Aim of the task >> Locate "Would you mind tagging the dark" in the listing below, then output the line holding it and every line after it, exactly and with nothing else.

.....

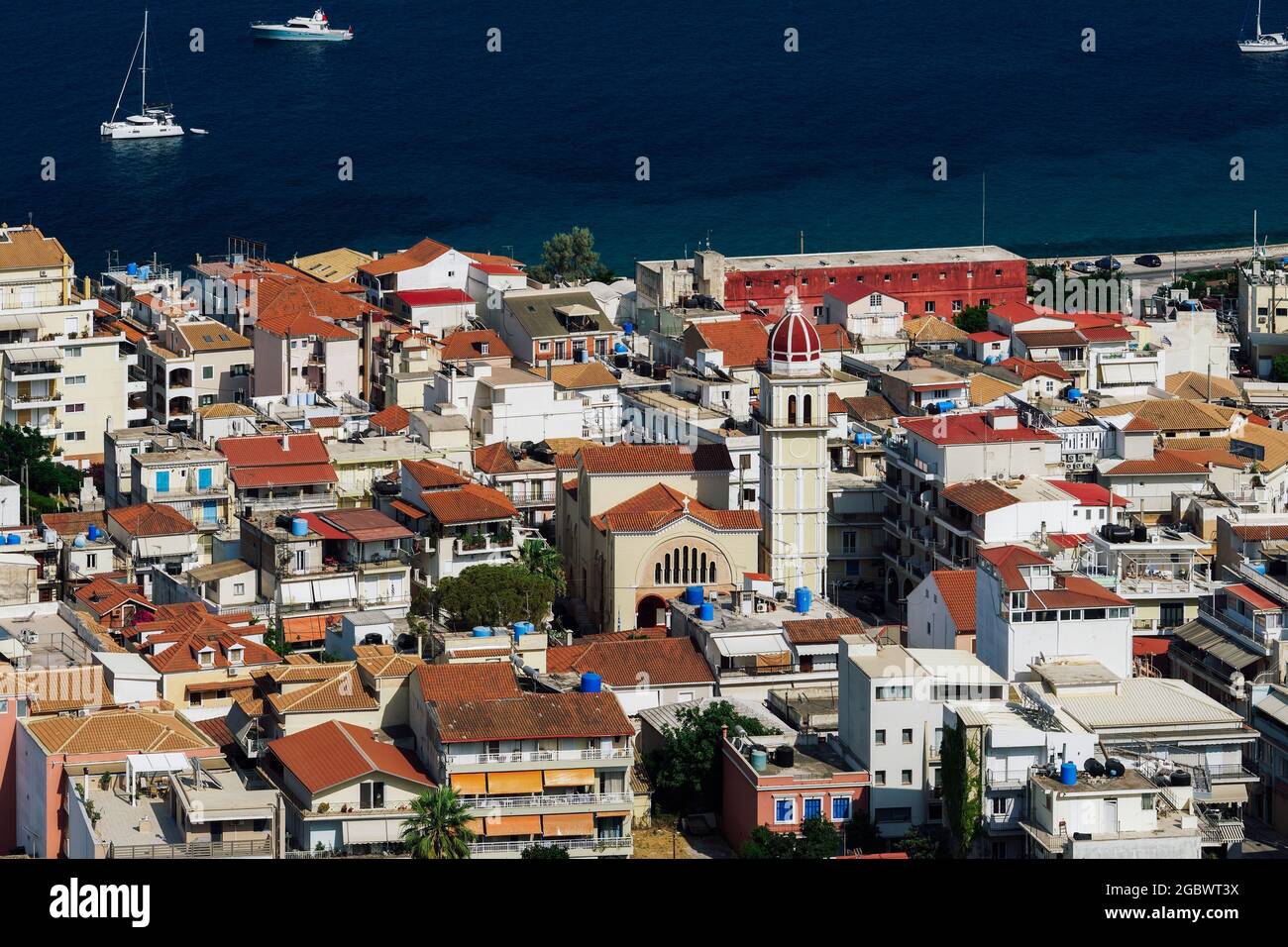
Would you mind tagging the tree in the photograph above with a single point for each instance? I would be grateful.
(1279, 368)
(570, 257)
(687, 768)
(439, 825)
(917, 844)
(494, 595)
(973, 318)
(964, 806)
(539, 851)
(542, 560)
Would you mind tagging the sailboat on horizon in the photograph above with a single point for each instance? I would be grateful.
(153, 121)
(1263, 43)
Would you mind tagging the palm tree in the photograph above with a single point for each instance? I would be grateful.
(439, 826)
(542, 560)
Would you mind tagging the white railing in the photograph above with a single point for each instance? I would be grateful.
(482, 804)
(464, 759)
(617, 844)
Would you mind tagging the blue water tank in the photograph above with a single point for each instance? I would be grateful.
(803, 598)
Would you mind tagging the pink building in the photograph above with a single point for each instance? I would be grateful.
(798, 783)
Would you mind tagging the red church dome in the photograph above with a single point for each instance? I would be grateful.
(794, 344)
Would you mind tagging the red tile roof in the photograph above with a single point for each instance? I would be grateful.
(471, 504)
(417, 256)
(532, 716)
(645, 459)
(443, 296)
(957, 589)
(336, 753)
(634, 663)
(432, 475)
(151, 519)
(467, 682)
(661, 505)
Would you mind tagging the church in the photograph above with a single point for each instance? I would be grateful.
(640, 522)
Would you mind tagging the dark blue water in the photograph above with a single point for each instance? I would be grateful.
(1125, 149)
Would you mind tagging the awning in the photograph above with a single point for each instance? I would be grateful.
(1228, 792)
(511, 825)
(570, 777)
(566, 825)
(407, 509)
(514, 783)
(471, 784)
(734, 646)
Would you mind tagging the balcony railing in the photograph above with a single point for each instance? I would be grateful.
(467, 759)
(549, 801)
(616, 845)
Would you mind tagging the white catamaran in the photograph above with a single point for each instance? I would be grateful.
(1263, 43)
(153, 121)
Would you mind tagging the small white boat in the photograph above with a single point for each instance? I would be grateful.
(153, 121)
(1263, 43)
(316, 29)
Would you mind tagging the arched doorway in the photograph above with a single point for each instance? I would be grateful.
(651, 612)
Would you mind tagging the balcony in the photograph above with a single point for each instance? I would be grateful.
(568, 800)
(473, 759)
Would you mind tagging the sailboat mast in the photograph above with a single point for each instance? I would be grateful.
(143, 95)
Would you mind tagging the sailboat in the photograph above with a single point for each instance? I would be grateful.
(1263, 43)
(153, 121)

.....

Correct result >>
Would you mind tagging the dark blue water in the photograph above with a single point for each instance? I would be grateful.
(1125, 149)
Would you mind tagging the awning in the photograph above with a single point for each instance? I would be grateful.
(1228, 792)
(511, 825)
(570, 777)
(566, 825)
(407, 509)
(514, 783)
(471, 784)
(734, 646)
Would you mind tagging the balcony railing in the photograph above with a single point for each instance? I would be grateful.
(467, 759)
(549, 801)
(616, 845)
Would you mind tagging the white catamaran in the photograph above with a single point for each instance? I would be grateful.
(1263, 43)
(153, 121)
Would you mind tagging the small white boat in the photograph above with a single point for each instance? I would be grateful.
(153, 121)
(1263, 43)
(316, 29)
Would you mind tagging the arched doorway in the photograph above with a single point for each instance? I would be grateful.
(651, 612)
Would you mind tagging the balcony in the photograph above with a single point for each instance? I would be grateful.
(568, 800)
(473, 759)
Would you mind tagging the sailboat mast in the photograph above with a single point for each instance? I would be grateful.
(143, 95)
Would you mind tagging the sailboat in the photograph above with a single point for each instance? I would be grateful.
(1263, 43)
(153, 121)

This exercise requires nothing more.